*FRAGMENTO DE PÁGINA*:
Su voz sonaba agotada. Habían llegado de noche y debían mantenerse ocultos para evitar a la policía. Me contó que habían recorrido parte del trayecto en coche, pero también largas distancias a pie. Me dijo que uno de sus compañeros de viaje tenía un contacto que podía ayudarles en la situación complicada en la que se encontraban. Esa misma noche los acomodarían en un piso, donde esperarían el coche que los llevaría a la frontera con Túnez.


Pensé que había chóferes, pisos francos, teléfonos de personas dispuestas a facilitar el camino a quienes estaban en apuros, pero siempre a cambio de dinero. Nada era gratuito en esa red invisible de rutas migratorias. En medio de la desesperación, cuando ya no hay opciones y cada minuto cuenta, aparecían quienes ofrecían soluciones, pero siempre bajo sus propias condiciones. En un país desconocido, sin recursos y en una situación de vulnerabilidad total, los migrantes quedaban atrapados en un sistema que no les daba otra opción que pagar lo que pidieran, sin garantías, sin certezas, sin saber si el próximo paso los acercaría a su destino o a un callejón sin salida.


Esa noche se alojaron en un piso unas 13 personas. Un contacto les había conseguido ese refugio temporal y les aseguró que al día siguiente llegaría alguien para explicarles el plan de viaje, casi como si fuera el itinerario de una agencia de viajes organizando un crucero por el Caribe. Solo que en este caso, el destino era incierto, el trayecto peligroso y el precio, mucho más que dinero.


No lo entendía. No entendía cómo esas personas que aparecían en las fotos junto a Blanchard podían permitirse pagar a cada intermediario que surgía en el camino, a cada figura que prometía llevarlos un poco más cerca de Europa. Lo que sí comprendía era que estaban completamente a merced de esas personas, de sus exigencias y condiciones. No tenían opción de volver atrás, pero tampoco podían quedarse en Argelia sin exponerse al riesgo de ser descubiertos y detenidos. Estaban atrapados en un limbo, donde el único camino posible era el que otros marcaban… a cambio de dinero.

*DATOS*:
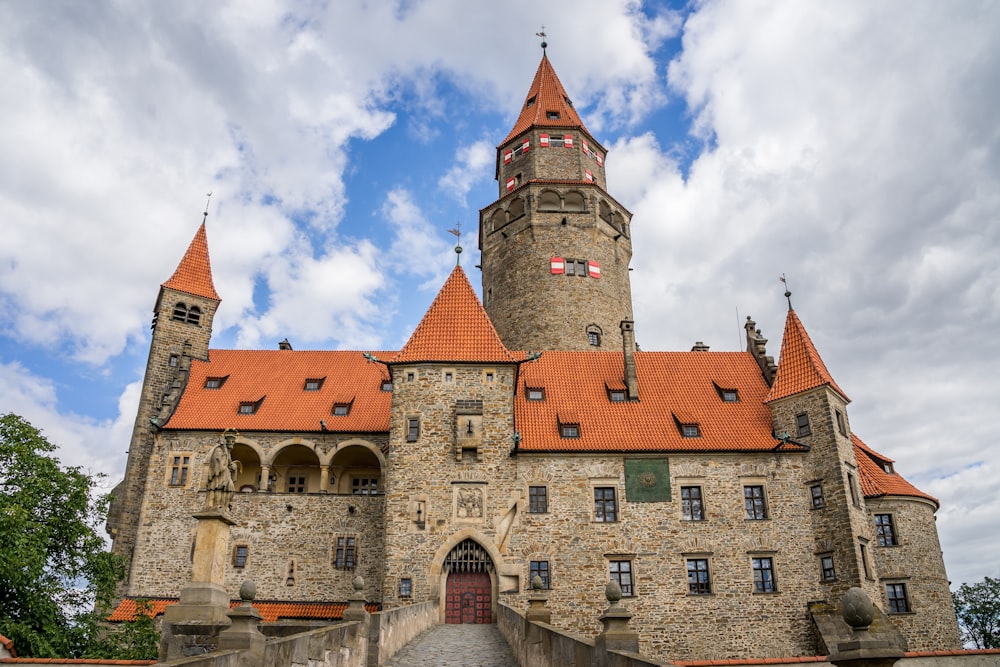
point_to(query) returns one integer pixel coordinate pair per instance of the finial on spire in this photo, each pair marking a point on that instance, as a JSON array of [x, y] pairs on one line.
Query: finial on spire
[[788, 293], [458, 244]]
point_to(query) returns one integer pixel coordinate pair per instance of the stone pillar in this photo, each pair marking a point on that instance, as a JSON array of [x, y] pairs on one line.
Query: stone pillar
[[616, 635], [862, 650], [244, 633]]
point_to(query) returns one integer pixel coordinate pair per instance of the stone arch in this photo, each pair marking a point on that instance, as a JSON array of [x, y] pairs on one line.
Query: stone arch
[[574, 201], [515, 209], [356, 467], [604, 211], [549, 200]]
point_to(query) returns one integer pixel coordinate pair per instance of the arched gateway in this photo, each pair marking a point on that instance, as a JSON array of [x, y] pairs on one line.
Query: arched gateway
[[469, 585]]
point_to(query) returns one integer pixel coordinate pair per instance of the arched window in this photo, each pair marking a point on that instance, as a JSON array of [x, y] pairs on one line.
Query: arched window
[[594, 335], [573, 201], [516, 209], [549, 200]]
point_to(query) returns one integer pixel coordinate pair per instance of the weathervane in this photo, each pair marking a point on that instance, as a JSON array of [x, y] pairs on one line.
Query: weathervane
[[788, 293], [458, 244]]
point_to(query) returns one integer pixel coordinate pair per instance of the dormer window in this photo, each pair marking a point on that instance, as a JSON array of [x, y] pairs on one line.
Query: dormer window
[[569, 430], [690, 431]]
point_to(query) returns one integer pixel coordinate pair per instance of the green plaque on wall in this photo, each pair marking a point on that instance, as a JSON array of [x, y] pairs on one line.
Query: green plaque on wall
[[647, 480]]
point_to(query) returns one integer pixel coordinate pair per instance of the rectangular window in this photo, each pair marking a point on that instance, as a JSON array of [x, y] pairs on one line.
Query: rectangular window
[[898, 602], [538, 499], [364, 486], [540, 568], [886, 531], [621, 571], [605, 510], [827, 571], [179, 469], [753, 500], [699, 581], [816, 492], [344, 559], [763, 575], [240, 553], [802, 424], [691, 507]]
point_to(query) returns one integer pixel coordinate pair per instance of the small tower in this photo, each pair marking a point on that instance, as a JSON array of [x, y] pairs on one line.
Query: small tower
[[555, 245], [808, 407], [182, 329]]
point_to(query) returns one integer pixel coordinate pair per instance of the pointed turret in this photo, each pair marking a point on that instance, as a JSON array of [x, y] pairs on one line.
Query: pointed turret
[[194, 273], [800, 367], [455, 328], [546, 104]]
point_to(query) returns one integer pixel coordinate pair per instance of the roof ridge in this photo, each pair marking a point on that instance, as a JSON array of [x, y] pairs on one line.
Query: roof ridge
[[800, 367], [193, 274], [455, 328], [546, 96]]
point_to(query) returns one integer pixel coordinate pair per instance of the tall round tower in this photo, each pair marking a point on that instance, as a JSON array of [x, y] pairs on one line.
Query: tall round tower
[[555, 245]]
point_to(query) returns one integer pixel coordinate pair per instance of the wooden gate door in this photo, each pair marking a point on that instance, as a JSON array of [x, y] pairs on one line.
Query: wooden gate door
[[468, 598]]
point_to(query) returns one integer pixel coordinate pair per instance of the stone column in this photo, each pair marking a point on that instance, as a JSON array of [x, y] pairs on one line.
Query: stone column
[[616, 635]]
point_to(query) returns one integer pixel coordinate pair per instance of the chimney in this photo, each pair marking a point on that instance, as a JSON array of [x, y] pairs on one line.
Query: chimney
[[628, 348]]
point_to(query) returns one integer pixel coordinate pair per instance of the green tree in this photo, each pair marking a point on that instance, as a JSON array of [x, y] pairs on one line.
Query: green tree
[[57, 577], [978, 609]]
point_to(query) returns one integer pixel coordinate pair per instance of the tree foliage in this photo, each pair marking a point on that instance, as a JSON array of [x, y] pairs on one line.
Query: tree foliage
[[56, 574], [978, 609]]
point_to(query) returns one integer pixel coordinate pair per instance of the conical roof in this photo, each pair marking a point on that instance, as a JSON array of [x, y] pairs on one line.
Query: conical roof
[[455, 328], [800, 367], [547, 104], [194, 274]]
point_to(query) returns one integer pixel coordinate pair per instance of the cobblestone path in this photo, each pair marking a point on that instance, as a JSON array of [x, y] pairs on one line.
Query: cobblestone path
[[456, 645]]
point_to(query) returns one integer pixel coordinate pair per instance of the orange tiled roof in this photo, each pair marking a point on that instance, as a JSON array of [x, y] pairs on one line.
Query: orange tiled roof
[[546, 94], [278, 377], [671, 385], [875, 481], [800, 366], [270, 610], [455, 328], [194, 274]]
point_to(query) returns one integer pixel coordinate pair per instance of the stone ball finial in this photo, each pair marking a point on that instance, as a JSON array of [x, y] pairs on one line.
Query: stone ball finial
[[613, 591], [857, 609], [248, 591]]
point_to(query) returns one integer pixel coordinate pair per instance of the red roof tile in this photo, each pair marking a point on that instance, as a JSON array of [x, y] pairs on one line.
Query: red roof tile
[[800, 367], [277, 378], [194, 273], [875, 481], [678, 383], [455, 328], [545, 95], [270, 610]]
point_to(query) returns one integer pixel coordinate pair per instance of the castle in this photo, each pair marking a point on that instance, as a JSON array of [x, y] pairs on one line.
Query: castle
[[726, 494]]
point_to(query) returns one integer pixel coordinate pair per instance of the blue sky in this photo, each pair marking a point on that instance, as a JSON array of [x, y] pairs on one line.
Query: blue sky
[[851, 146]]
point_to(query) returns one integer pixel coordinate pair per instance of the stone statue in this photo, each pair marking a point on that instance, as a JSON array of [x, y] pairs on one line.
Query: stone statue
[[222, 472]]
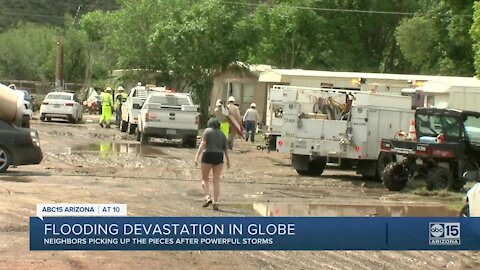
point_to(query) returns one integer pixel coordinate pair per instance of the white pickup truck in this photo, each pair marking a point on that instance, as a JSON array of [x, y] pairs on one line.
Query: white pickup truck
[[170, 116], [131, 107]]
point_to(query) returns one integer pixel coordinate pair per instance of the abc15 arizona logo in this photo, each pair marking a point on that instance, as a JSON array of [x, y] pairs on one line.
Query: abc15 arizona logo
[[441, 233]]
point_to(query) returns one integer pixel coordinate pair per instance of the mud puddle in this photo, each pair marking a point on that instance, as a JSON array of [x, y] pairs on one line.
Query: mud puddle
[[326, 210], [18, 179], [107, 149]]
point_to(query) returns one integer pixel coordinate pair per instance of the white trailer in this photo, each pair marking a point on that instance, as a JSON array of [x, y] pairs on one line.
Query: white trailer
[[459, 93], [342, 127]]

*ENUNCIADO*:
Retoma el relato sobre los migrantes ocultos en Argelia y continúalo a partir de su última frase. El material no interviene en absoluto en este ejercicio.

*RESPUESTA*:
Dinero, y no poco. Aquellos que prometían llevarlos hasta Sfax, supuestamente con la connivencia de los militares, según me explicaba, exigían 500 euros por el viaje. Argumentaban que, aunque la suma era elevada, era el único modo de cruzar la frontera: había que pagar a la policía y compensar a los chóferes por el riesgo de ser detenidos. No era una negociación, era un peaje impuesto por quienes controlaban el camino, aprovechando la desesperación de quienes no tenían otra opción.


El problema económico volvía a imponerse. Yo ya había decidido no ayudar a Blanchard económicamente, y menos en una huida hacia adelante, en un viaje lleno de peligros y con consecuencias imprevisibles. Aún quedaba algo de dinero de los últimos donativos que hicieron mis allegados cuando él envió aquel vídeo pidiendo ayuda para recuperar su pasaporte, retenido por un chófer en Tamanrasset.


Blanchard estaba atrapado en esa situación, otra vez. Y, otra vez, la decisión recaía sobre mí. El vehículo hacia Túnez salía al día siguiente, y sin dinero quedaría varado en una tierra que no lo quería, expuesto al riesgo de ser detenido y, en el mejor de los casos, deportado a Níger.


Pensé que debía darle el dinero, al fin y al cabo, era suyo, y así se lo hice saber. Ingresé en su cuenta todo lo que quedaba de la recaudación y le informé de ello. Con esa cantidad, la caja se vaciaba por completo, y le dejé claro que, tal como había decidido, no volvería a ayudarle económicamente. No estaba dispuesto. Me parecía injusto que las consecuencias de sus decisiones terminaran siempre convirtiéndose en un dilema ético y económico para mí.


Además, sentía que mi ayuda no lo estaba salvando, sino empujándolo, paso a paso, hacia el borde de un abismo. Un abismo en forma de mar, con un cayuco como única salida, sin certezas de si alcanzaría la costa o si se hundiría en el Mediterráneo para siempre. Y yo no quería ser cómplice de eso.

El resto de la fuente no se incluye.